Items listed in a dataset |
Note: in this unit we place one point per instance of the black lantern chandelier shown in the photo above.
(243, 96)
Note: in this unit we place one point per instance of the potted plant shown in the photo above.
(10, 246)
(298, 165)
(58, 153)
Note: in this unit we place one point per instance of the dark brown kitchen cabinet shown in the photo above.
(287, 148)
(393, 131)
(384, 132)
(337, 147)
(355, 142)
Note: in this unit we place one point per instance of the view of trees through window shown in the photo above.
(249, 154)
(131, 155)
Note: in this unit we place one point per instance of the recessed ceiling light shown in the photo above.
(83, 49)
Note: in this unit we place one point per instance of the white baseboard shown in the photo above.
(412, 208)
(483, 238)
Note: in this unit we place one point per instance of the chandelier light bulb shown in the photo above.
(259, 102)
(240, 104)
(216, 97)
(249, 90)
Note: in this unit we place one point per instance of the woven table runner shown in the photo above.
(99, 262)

The problem |
Write out every line of the data above again, leaving the text lines as they are and moving each point by adding 87 to both of its coordinates.

Finished task |
Note: in this unit we place one point per instance of the black lantern chandelier shown in the photo above.
(330, 183)
Note: in this unit we place one point per instance of the potted plant shown in the photo above.
(97, 333)
(385, 252)
(145, 240)
Note: in this unit we place one point per instance of the dark brown kitchen cabinet shown in the photo above.
(374, 235)
(480, 218)
(471, 219)
(424, 234)
(442, 229)
Note: in this unit we place one point per instance of the view of trees through window shown in the photo above.
(336, 241)
(218, 242)
Note: in this unit we place one point per instance of the recessed ceiling light shown in the photo above.
(170, 136)
Note: in this unit we place one point per instance of the white baseboard shown in the photo above.
(499, 295)
(570, 325)
Note: in this unit we place one point per instance of the chandelier light bulb shown in the photo above.
(346, 189)
(327, 191)
(303, 184)
(336, 177)
Note: in this unit we place one point per instance of the woven table runner shown in the photo above.
(186, 349)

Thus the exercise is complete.